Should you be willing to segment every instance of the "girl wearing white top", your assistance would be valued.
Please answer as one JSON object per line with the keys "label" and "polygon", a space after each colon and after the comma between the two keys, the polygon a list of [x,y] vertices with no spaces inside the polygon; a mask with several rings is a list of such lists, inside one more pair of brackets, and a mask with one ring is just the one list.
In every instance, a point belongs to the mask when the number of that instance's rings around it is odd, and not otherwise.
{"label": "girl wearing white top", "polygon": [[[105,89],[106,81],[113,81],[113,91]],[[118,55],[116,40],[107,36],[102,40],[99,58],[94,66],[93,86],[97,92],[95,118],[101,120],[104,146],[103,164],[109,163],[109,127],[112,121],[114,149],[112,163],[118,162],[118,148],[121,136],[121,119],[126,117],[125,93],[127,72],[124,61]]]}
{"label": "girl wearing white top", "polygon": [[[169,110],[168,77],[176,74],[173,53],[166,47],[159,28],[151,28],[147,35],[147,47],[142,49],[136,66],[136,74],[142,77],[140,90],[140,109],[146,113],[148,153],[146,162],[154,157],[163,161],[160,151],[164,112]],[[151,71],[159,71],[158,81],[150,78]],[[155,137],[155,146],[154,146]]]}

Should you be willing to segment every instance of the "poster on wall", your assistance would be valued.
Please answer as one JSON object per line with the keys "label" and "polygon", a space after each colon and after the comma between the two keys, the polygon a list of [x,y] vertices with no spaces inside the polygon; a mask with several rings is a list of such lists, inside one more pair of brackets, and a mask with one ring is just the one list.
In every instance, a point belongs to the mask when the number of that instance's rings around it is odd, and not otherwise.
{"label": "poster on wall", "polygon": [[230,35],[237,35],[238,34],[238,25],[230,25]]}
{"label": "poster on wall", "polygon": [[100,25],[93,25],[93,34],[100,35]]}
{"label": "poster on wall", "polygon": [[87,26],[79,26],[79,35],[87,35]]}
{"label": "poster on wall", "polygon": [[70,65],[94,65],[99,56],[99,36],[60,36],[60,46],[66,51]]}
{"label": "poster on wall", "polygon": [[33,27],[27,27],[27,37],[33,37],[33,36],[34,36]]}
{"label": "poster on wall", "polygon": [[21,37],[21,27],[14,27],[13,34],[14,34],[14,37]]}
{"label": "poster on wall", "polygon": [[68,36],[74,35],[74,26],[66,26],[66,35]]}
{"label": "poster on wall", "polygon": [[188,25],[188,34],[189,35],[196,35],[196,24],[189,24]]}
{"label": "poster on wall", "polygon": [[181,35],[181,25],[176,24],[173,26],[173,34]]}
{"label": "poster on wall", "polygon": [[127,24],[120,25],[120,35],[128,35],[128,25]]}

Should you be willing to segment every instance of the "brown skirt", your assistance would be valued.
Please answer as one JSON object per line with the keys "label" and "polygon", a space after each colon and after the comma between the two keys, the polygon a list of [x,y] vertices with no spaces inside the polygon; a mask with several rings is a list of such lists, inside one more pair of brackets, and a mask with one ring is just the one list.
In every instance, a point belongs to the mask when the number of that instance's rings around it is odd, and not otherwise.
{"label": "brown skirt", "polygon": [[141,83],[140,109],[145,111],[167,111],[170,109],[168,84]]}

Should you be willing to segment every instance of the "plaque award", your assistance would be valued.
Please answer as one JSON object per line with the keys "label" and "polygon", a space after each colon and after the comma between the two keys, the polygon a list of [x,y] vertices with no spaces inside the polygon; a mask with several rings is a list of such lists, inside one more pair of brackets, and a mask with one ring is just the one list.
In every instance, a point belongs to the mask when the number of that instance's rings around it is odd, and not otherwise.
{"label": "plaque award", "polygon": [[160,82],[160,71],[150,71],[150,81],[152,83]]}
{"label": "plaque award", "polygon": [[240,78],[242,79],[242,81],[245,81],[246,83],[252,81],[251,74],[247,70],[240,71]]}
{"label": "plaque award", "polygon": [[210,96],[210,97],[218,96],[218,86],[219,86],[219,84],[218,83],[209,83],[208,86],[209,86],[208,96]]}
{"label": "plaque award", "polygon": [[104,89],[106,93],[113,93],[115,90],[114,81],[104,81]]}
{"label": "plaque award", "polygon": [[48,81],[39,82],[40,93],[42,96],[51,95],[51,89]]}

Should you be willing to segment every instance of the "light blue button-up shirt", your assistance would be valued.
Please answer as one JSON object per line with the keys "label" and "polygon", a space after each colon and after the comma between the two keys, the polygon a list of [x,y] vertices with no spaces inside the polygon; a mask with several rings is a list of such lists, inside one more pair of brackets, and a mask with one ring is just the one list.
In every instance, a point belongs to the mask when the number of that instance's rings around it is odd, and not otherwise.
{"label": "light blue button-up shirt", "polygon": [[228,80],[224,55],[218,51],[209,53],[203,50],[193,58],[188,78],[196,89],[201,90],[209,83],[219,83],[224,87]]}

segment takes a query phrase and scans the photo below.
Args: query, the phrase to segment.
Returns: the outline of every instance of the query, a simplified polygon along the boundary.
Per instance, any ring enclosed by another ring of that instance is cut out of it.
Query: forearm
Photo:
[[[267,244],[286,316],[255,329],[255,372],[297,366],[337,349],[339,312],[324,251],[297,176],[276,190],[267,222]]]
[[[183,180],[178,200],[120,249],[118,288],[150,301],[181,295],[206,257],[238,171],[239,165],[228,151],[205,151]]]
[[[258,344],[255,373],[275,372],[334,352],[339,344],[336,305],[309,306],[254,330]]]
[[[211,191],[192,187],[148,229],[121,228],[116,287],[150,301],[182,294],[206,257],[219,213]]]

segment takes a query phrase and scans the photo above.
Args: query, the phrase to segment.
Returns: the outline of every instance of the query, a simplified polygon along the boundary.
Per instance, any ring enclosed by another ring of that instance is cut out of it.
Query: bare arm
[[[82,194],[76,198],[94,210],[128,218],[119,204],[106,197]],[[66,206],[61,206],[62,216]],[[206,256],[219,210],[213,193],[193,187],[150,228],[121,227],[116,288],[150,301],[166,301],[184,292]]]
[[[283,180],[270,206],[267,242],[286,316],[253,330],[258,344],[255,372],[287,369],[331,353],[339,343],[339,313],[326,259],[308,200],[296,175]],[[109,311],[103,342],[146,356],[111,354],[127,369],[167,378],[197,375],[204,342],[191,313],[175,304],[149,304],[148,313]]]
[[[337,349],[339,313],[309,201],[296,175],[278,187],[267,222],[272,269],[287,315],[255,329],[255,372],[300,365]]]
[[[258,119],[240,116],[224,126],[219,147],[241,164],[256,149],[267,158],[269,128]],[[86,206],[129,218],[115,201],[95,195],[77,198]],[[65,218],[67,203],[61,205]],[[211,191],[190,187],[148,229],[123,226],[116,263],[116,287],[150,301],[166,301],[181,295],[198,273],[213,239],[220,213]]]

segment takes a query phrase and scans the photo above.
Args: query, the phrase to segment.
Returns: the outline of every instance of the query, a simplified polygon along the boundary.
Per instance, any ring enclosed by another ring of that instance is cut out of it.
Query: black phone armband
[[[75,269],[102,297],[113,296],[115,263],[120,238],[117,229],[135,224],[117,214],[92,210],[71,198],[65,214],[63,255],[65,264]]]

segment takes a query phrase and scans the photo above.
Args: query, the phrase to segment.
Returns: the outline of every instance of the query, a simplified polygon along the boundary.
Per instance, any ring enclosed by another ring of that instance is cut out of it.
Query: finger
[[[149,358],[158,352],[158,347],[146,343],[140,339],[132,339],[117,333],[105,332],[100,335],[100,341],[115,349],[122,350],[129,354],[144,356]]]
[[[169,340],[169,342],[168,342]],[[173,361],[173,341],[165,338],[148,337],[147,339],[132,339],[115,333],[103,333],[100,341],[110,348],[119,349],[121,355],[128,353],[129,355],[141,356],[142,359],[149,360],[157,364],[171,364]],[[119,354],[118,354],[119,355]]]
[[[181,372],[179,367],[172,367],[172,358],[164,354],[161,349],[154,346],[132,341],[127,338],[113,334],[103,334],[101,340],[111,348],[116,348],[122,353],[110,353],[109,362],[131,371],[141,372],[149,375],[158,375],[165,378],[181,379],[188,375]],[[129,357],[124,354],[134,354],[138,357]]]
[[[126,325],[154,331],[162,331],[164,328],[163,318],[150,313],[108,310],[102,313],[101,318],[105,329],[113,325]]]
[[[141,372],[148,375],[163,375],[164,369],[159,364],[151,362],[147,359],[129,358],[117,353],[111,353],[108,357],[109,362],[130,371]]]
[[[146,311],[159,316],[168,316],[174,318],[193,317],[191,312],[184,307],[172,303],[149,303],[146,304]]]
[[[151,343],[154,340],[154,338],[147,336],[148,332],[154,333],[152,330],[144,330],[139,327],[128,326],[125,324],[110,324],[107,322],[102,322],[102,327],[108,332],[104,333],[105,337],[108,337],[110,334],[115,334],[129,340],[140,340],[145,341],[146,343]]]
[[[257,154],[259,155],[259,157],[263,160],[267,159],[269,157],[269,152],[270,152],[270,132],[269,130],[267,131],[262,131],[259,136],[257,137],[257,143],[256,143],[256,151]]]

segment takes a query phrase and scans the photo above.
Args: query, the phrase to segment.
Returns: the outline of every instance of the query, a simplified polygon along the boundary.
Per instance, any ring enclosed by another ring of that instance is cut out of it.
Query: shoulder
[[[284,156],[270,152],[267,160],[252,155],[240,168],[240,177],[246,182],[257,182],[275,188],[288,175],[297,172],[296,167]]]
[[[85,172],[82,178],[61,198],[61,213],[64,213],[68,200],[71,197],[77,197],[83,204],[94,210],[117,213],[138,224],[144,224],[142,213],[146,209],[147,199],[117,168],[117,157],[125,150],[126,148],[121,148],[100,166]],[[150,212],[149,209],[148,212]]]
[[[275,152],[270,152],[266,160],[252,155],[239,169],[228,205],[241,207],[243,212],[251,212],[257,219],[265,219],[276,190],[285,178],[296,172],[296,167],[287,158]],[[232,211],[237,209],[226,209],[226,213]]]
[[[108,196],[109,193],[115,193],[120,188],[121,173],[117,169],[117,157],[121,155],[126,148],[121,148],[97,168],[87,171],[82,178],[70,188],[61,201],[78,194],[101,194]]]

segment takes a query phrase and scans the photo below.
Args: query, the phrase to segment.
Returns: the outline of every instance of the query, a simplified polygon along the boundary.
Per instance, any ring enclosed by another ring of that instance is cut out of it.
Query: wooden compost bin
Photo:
---
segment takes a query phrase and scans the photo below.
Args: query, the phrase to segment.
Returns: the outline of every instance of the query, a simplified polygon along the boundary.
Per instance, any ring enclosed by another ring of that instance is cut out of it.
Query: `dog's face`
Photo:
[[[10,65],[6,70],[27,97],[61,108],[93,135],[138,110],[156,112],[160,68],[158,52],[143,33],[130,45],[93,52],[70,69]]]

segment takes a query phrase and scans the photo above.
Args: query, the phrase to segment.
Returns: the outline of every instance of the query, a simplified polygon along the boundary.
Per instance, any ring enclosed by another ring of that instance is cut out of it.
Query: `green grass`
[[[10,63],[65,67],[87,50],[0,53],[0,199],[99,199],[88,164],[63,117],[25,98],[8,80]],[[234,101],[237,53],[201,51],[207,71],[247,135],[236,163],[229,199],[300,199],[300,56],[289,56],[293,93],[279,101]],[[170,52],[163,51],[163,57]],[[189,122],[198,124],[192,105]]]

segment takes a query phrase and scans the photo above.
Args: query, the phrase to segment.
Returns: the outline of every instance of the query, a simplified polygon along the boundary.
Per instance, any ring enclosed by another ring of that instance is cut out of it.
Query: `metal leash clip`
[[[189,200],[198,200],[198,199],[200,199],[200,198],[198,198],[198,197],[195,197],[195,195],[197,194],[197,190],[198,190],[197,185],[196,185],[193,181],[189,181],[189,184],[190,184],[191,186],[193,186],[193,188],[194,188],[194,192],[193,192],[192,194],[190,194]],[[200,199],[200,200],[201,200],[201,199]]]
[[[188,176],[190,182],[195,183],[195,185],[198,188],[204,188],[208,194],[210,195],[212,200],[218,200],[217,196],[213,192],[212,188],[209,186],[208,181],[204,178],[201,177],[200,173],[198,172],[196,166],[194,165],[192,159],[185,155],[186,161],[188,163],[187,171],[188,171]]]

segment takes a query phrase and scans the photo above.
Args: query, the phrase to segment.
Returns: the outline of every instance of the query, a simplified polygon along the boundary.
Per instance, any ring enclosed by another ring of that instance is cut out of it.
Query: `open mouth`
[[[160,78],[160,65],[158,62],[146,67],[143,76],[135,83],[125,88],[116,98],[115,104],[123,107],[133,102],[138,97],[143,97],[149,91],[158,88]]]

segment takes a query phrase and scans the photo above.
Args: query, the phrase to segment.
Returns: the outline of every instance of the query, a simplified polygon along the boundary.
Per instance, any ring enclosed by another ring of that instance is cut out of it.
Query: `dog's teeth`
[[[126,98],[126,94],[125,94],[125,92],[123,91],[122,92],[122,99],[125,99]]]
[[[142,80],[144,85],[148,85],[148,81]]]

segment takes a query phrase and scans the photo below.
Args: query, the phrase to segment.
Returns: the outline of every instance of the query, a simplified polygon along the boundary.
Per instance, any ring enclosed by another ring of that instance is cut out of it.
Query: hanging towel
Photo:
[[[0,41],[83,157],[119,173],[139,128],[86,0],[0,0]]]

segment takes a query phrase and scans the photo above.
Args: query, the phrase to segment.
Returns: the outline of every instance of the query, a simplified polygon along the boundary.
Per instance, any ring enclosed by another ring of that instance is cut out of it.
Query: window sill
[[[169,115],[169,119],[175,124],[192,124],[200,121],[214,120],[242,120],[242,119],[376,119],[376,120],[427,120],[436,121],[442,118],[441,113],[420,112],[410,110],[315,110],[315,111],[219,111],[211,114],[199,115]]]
...
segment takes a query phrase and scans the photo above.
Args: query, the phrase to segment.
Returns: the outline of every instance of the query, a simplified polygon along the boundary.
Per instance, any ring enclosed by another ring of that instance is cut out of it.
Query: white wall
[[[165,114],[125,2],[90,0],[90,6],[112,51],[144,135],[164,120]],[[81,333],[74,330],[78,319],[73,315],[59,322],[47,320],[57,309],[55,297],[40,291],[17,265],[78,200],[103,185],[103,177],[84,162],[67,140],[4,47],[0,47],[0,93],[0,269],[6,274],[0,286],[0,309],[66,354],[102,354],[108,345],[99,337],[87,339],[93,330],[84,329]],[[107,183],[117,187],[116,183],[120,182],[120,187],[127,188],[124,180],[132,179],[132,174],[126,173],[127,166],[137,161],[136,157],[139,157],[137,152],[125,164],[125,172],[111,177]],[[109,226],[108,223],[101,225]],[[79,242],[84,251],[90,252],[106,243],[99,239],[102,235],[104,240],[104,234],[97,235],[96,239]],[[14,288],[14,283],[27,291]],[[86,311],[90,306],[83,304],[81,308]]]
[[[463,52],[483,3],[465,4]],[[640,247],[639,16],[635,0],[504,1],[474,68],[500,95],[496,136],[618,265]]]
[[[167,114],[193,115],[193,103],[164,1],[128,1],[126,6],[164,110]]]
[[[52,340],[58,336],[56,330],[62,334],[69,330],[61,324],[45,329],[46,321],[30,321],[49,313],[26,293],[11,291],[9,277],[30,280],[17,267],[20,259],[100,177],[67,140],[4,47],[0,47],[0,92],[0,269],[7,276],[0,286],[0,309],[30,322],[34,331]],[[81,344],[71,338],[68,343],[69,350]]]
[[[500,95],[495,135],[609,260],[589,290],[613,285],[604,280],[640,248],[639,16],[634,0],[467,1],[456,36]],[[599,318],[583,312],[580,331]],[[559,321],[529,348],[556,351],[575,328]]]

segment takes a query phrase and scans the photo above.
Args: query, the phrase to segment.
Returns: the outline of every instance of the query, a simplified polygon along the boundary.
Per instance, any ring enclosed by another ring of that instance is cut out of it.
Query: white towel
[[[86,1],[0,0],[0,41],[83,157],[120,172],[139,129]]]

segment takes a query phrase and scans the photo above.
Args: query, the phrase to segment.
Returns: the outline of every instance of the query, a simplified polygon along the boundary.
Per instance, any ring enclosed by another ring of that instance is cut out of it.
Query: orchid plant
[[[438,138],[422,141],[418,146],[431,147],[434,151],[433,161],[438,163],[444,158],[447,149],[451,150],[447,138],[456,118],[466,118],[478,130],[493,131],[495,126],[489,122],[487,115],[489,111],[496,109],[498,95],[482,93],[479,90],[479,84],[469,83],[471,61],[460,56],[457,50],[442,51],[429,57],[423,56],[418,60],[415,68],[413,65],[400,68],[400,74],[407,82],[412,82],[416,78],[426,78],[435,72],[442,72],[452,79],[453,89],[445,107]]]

- ASSIGNMENT -
What lines in the data include the string "valued"? Copy each one.

- ANSWER TO THIS EXERCISE -
Should you be willing to segment every instance of the "girl wearing white top", your assistance would be valued.
Should you be willing to segment every instance of the "poster on wall", your assistance would be valued.
Should you be willing to segment every instance of the "brown skirt", your assistance would be valued.
Should you be willing to segment every instance of the "plaque award", your assistance would be valued.
Should you be willing to segment every instance of the "light blue button-up shirt", your assistance would be valued.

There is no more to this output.